TO DO: Continue the forum post about the purple R34 GT-T build, picking up right after its last line.
── SUPPLIED TEXT ──
# my purple R34 GT-T



## slydawg65 (Oct 24, 2005)

Exterior

R34 GTR front bumper

R34 vented, wider front arches, from a GTT but Altered to fit the GTR bumper

R34 GTT Nismo vented bonett with front end cut off and re built to fit GTR
bumper, bonett painted but vents left carbon

Nismo R34 GTR front carbon splitter

Nismo skirts from a GTT with GTR Nismo skirt extensions made to fit below GTT
skirts.

Custom, wider rear arches laid over standard ones and blended in (now same
dimensions or slightly wider than a GTR)

Carbon boot, left carbon

R34 GTR rear spoiler with carbon adjustable blade

Carbon Ganador wing mirrors

R34 GTT Nismo rear bumper with GTR extensions made to fit the GTT bumper.

Nismo carbon B Pillars

LED rear lights

Carbon Ganador mirrors

Full re spray in custom purple


18” Volk TE37’s in white

EBC discs

EBC red stuff pads

K-SPORT coilovers


Interior

R33 GTR front seats

Carbon roof lining (one off)

Carbon A Pillars (one off)

R34 GTR multi function display fitted (showing boosts, oil temps etc)


Carbon multi function display cover

Carbon gear stick surround

Carbon ash tray

Carbon pocket cover

Carbon seat belt holders

Carbon stereo surround

Full re trim by Gibson Trimming in white, with pink stitching and rear seat head
rest made to match fronts, arm rest, sun visors trimmed also.
───
── INFORMATION GIVEN ──
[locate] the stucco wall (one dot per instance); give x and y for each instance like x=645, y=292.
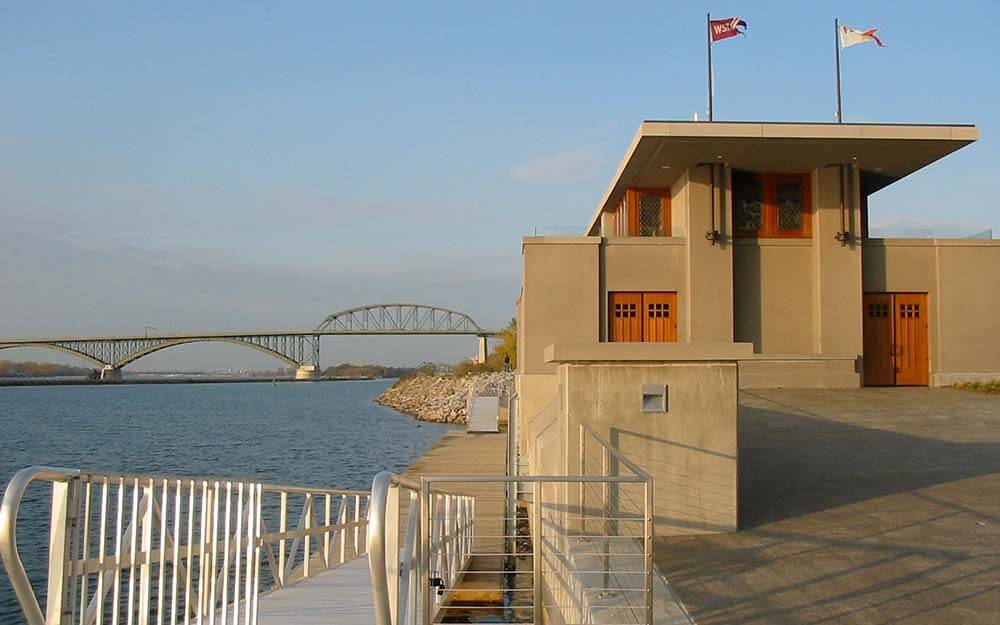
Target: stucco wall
x=708, y=309
x=560, y=296
x=773, y=307
x=963, y=293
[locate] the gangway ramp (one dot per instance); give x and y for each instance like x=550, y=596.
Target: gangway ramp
x=340, y=596
x=484, y=414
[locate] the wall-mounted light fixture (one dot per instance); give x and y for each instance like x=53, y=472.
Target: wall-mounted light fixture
x=654, y=398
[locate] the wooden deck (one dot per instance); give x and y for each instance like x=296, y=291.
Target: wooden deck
x=340, y=596
x=343, y=596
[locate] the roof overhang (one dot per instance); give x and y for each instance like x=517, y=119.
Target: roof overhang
x=662, y=151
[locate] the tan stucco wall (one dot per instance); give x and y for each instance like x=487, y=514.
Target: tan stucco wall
x=772, y=283
x=963, y=293
x=560, y=296
x=836, y=267
x=691, y=450
x=708, y=308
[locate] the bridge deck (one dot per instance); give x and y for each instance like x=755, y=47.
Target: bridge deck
x=340, y=596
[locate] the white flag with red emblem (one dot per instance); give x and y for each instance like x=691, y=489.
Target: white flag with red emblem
x=852, y=36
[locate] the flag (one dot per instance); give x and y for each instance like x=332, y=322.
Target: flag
x=729, y=27
x=852, y=36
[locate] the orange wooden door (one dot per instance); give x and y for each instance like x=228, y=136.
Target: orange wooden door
x=910, y=339
x=659, y=317
x=878, y=346
x=625, y=318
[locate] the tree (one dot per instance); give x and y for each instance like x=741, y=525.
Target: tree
x=508, y=343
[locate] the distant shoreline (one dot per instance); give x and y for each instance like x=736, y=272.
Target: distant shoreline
x=177, y=380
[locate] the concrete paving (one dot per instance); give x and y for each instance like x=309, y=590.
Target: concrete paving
x=871, y=506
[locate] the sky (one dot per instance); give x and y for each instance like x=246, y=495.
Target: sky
x=249, y=165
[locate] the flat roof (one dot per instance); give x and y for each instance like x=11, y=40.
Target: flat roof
x=661, y=151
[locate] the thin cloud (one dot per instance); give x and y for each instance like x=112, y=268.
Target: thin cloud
x=568, y=165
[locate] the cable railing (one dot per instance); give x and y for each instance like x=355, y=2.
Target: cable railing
x=131, y=549
x=142, y=549
x=575, y=549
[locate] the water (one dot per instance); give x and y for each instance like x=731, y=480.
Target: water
x=320, y=434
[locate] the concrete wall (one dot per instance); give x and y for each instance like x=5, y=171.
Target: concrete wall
x=962, y=292
x=691, y=450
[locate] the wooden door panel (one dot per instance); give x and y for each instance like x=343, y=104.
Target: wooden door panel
x=624, y=317
x=910, y=339
x=659, y=317
x=878, y=327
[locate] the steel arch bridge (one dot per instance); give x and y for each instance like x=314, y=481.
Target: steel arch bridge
x=299, y=348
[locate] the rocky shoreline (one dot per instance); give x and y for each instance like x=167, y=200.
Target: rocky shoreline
x=441, y=398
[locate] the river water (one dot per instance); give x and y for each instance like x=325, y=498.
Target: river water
x=318, y=434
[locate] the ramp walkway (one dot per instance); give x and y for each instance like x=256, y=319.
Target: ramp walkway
x=340, y=596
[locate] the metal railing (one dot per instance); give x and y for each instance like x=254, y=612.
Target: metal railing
x=577, y=548
x=436, y=545
x=129, y=548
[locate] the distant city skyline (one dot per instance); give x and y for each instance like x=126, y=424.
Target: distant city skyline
x=230, y=166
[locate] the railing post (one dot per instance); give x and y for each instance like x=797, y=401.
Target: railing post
x=425, y=550
x=583, y=485
x=648, y=550
x=59, y=538
x=536, y=554
x=606, y=495
x=392, y=550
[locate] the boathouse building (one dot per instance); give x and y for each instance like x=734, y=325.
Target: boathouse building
x=737, y=255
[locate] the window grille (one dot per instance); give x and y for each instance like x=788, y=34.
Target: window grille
x=650, y=215
x=748, y=202
x=788, y=197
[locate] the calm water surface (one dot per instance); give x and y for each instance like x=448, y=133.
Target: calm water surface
x=322, y=434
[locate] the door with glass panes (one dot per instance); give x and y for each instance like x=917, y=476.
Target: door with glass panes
x=649, y=317
x=895, y=339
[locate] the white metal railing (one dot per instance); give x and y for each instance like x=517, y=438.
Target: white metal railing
x=436, y=546
x=141, y=549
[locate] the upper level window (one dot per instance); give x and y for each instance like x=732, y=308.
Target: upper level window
x=770, y=205
x=645, y=213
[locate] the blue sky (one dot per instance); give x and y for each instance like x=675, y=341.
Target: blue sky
x=241, y=165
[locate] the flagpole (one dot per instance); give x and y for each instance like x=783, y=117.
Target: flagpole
x=708, y=35
x=836, y=44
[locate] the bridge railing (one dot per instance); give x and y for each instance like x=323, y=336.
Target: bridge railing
x=130, y=548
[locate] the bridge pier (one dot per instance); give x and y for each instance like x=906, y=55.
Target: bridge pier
x=111, y=373
x=483, y=350
x=307, y=372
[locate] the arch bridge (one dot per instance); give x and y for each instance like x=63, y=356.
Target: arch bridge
x=298, y=348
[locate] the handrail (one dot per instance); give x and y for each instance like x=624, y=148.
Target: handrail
x=616, y=454
x=8, y=535
x=377, y=525
x=398, y=575
x=180, y=538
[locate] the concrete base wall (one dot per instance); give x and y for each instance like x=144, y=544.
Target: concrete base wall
x=691, y=450
x=537, y=400
x=799, y=372
x=947, y=379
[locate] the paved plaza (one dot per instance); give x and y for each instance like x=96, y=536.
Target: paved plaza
x=874, y=506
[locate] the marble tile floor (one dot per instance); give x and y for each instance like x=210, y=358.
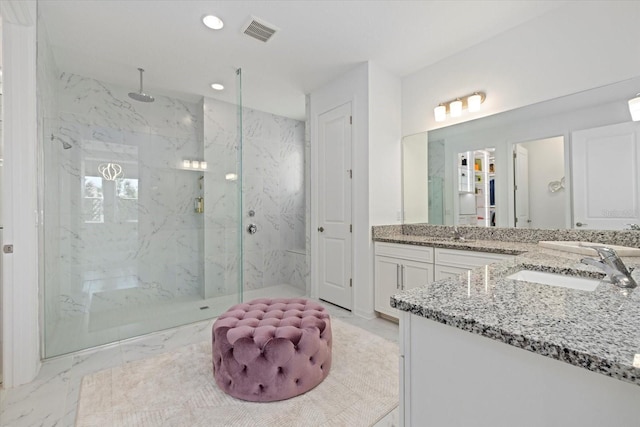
───
THE REPLY:
Steering Wheel also re trimmed

One off mats in black with pink detailing by Gibson Trimming

Carbon door handles

Razo gear nob

Razo metal pedals

ICE

JVC headunit

Infinity front speakers

(more to come whenever i get funds together)


Engine


Greddy TD06-25g turbo

Apexi Power fc with hand controller

Machined pistons

Greddy boost controller with 3 levels of boost

Nismo 750cc injectors

HKS steel head gasket

HKS fuel pump

Greddy intercooler

Greddy 10 row oil cooler

Radtec polished and uprated radiator

nismo thermostat

Blitz Nur-Spec turbo back exhaust

Blitz SUS Air filter

Custom manifold with screamer pipe

HKS SQV blow off valve

Tomei Type B more agressive cams

Bee-R rev limiter 

Nismo radiator cap

polished oil cap.

Engine and strut brace all painted pink to match interior
plenum, turbo, radiator all polished to contrast the pink 

Engine bay painted black to make it all stand out..


----------



## MacGTR (Dec 31, 2006)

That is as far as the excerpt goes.